Tujuan 1: Salin kembali seluruh teks surat cinta untuk Sang Khalik di bawah ini tanpa mengubah satu kata pun.

Teks yang Disediakan:
- - - - -

Friday, August 27, 2010

SURAT CINTA UNTUK SANG KHALIK

Kepada Bintang-Bintang

Seperti pepasir dipantai, sebanyak itulah dosa-dosaku. Seperti arang yang kering dan hitam, segersang itulah hatiku. Pada daun-daun kering kuungkapkan semua keluh kesahku. Pada tetesan-tetesan embun yang luruh satu persatu, kutitipkan rasa sesalku. Aku bagaikan bangkai yang dibawa terbang elang dan dicampakkan diatas batu karang tajam. Aku hancur berkeping, terburai dalam genangan dosa-dosa yang tanpa kusadari telah beranak pinak.
Tuhan……
Pada bintang-bintang diangkasa, kutitipkan salamku untuk-Mu. Pada lembayung senja ini, kutorehkan rasa sesalku. Aku hanya segumpal daging yang hina, tak pantas menjenguk syurgaMu, tapi Tuhanku, akupun tak sanggup singgah dineraka-Mu.

- - - - -

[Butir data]
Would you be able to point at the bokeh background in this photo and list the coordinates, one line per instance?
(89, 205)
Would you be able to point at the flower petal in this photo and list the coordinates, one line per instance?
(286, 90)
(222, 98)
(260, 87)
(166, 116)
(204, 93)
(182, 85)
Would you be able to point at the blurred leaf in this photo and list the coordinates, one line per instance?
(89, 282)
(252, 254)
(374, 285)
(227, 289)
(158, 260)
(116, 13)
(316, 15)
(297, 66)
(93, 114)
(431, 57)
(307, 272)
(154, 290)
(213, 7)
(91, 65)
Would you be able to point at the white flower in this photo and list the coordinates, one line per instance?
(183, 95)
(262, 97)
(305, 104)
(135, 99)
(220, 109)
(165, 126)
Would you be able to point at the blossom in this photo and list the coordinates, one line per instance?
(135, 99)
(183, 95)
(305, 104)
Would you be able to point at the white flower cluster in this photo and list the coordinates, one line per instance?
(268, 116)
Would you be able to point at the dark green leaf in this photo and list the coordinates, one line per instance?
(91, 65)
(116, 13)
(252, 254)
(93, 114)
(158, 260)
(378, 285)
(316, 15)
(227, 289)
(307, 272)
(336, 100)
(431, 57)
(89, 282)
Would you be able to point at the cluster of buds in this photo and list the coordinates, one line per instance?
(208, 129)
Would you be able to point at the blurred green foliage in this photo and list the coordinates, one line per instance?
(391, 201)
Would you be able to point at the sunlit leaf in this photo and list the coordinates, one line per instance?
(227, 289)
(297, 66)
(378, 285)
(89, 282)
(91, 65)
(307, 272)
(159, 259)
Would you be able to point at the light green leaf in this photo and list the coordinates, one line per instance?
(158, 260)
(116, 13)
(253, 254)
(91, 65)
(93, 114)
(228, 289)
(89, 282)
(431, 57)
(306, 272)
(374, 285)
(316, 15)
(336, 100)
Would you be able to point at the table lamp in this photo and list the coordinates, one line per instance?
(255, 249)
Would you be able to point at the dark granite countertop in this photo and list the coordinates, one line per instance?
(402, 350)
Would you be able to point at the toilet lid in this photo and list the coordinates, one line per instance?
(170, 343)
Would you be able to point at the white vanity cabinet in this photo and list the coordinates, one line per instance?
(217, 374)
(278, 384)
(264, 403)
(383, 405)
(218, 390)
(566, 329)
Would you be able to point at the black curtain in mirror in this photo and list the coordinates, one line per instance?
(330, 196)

- - - - -

Tujuan 2: Tolong skalakan ulang hanya bentangan baris data dari baris yang memuat "Would you be able to point at the table" sampai baris data terakhir, keduanya termasuk, dengan menuliskan kembali setiap baris beserta permintaannya dan mengalikan semua angka koordinat pada jawaban dengan 0,7. Bulatkan hasilnya ke bilangan bulat, dengan nilai setengah dibulatkan ke atas.

Hasil Latihan 1:
Friday, August 27, 2010

SURAT CINTA UNTUK SANG KHALIK

Kepada Bintang-Bintang

Seperti pepasir dipantai, sebanyak itulah dosa-dosaku. Seperti arang yang kering dan hitam, segersang itulah hatiku. Pada daun-daun kering kuungkapkan semua keluh kesahku. Pada tetesan-tetesan embun yang luruh satu persatu, kutitipkan rasa sesalku. Aku bagaikan bangkai yang dibawa terbang elang dan dicampakkan diatas batu karang tajam. Aku hancur berkeping, terburai dalam genangan dosa-dosa yang tanpa kusadari telah beranak pinak.
Tuhan……
Pada bintang-bintang diangkasa, kutitipkan salamku untuk-Mu. Pada lembayung senja ini, kutorehkan rasa sesalku. Aku hanya segumpal daging yang hina, tak pantas menjenguk syurgaMu, tapi Tuhanku, akupun tak sanggup singgah dineraka-Mu.

Hasil Latihan 2:
Would you be able to point at the table lamp in this photo and list the coordinates, one line per instance?
(179, 174)
Would you be able to point at the dark granite countertop in this photo and list the coordinates, one line per instance?
(281, 245)
Would you be able to point at the toilet lid in this photo and list the coordinates, one line per instance?
(119, 240)
Would you be able to point at the white vanity cabinet in this photo and list the coordinates, one line per instance?
(152, 262)
(195, 269)
(185, 282)
(268, 284)
(153, 273)
(396, 230)
Would you be able to point at the black curtain in mirror in this photo and list the coordinates, one line per instance?
(231, 137)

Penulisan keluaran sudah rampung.